* Start Provided information *

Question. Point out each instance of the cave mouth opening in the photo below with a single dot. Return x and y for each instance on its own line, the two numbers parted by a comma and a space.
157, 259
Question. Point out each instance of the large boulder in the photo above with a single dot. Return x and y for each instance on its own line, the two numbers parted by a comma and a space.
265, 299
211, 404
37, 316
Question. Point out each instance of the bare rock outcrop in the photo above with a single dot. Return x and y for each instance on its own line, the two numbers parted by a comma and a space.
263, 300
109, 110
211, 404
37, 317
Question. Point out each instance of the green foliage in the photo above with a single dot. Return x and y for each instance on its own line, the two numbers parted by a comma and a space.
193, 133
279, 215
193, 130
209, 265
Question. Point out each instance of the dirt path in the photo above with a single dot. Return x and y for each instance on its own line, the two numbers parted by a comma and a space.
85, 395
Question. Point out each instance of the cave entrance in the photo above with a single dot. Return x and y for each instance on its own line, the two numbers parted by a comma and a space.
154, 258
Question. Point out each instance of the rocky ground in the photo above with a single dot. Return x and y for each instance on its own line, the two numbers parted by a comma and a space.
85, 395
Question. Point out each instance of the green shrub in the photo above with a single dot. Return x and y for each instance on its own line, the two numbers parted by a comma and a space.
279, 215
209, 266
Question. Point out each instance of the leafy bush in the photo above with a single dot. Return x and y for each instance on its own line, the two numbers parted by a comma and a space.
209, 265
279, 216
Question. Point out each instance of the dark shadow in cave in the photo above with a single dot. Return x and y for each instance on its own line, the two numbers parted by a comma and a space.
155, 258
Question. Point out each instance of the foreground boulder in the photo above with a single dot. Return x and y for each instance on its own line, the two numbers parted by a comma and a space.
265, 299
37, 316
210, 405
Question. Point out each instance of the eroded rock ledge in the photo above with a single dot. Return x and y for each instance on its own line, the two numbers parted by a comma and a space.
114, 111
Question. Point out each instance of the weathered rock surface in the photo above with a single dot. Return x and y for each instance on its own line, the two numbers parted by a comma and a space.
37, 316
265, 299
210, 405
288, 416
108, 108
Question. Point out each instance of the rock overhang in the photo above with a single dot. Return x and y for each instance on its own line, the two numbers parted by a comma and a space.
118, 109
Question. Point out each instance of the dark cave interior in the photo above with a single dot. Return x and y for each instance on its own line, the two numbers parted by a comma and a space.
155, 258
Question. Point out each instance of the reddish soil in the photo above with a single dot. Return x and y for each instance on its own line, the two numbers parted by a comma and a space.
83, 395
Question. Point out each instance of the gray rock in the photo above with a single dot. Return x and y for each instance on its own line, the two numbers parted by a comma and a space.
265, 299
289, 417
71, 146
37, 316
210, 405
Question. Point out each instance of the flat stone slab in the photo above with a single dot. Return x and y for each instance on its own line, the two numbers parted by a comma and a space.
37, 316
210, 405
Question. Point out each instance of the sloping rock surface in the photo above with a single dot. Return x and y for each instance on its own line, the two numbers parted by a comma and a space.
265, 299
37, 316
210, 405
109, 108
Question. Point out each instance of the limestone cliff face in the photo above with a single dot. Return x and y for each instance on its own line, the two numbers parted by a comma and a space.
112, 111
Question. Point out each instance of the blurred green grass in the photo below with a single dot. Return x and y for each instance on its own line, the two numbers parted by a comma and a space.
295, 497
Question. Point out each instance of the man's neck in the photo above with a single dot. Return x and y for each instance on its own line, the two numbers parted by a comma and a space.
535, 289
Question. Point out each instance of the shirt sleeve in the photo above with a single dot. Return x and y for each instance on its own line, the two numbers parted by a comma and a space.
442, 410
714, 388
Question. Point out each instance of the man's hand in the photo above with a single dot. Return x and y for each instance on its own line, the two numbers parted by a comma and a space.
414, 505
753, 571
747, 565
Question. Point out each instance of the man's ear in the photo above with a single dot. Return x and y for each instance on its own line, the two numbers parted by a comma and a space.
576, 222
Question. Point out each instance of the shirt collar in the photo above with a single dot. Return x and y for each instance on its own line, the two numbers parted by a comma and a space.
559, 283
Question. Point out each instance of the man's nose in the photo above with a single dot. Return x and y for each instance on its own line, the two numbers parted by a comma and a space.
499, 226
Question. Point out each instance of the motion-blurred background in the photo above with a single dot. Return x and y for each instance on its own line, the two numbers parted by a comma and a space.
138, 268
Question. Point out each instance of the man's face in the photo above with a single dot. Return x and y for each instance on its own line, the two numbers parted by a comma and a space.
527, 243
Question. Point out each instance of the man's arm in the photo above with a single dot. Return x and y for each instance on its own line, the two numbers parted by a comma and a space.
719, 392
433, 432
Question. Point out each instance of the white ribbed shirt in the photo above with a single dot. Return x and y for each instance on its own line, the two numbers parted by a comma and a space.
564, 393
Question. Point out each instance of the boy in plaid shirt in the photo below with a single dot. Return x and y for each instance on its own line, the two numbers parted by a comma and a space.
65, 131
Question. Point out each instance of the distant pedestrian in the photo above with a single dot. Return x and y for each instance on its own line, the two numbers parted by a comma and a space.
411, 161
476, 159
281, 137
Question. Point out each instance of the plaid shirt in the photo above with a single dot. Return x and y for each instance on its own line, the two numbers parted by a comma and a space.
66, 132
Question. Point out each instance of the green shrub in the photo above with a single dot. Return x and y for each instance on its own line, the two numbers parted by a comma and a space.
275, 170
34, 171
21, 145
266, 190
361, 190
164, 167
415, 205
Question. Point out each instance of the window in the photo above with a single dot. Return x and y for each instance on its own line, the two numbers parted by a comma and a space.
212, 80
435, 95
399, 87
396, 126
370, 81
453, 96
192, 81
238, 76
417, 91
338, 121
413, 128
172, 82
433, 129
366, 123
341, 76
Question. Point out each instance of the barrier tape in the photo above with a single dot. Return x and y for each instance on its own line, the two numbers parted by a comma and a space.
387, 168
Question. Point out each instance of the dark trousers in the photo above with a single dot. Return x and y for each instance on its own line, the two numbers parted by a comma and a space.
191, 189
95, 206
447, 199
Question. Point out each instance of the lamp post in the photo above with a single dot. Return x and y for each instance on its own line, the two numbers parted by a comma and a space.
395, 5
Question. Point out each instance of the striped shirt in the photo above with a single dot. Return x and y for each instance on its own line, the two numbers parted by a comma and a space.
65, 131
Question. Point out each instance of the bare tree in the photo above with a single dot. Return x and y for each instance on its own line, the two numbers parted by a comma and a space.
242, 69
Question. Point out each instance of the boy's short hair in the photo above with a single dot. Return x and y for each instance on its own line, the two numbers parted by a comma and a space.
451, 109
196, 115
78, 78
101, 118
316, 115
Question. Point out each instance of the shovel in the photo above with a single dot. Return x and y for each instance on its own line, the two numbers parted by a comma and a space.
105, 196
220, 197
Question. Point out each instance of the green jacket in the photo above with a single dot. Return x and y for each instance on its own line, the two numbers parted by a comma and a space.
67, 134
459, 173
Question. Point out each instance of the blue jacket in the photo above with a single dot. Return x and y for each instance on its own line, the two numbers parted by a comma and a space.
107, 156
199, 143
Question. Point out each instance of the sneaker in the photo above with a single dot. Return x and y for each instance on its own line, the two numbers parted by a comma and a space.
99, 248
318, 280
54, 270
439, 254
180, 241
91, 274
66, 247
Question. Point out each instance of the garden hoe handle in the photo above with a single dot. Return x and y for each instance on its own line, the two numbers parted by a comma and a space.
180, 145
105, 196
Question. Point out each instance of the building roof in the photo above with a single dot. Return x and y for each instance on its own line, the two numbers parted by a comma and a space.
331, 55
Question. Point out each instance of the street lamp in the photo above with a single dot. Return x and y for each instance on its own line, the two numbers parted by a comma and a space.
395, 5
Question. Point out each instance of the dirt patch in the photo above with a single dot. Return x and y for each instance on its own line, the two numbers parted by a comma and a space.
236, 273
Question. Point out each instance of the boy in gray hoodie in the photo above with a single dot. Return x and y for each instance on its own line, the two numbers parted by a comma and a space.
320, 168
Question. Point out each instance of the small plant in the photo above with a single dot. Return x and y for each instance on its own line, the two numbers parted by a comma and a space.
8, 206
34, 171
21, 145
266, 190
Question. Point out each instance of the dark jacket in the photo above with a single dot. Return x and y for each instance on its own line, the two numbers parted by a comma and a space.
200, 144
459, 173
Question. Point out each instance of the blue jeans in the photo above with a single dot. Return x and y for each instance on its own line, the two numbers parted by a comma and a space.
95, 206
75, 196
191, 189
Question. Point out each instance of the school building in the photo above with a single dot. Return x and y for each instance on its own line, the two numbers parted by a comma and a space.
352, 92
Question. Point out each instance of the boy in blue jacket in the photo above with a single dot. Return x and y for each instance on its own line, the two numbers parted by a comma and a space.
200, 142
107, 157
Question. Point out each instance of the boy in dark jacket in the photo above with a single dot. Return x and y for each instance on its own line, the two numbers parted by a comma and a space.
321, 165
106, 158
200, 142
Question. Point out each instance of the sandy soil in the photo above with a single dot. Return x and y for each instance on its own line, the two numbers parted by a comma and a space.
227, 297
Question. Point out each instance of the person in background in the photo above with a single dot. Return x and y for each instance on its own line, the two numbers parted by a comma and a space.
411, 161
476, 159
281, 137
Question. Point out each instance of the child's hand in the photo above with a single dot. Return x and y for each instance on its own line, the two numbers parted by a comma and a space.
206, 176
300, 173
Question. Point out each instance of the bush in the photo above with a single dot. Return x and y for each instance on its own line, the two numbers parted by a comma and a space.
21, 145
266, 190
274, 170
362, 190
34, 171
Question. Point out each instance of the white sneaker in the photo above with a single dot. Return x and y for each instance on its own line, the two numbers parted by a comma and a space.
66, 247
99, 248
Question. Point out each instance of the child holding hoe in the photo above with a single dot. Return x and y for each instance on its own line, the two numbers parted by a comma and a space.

* End Provided information *

Please put the stretch of material from the line containing "Question. Point out each instance of the white sneaker" through the end into a Markdown table, leaving out blank lines. Use the columns Row and Line.

| Row | Line |
|---|---|
| 1 | Question. Point out each instance of the white sneaker in the photo above with a single dot. Return x and y for each instance on its own line, the two numbers parted by a comma and a space. |
| 2 | 66, 247 |
| 3 | 99, 248 |
| 4 | Question. Point out each instance of the child holding hoe in the photo above with a single dot. Return x and y for each instance on its own line, the two numbers parted by a comma and a space. |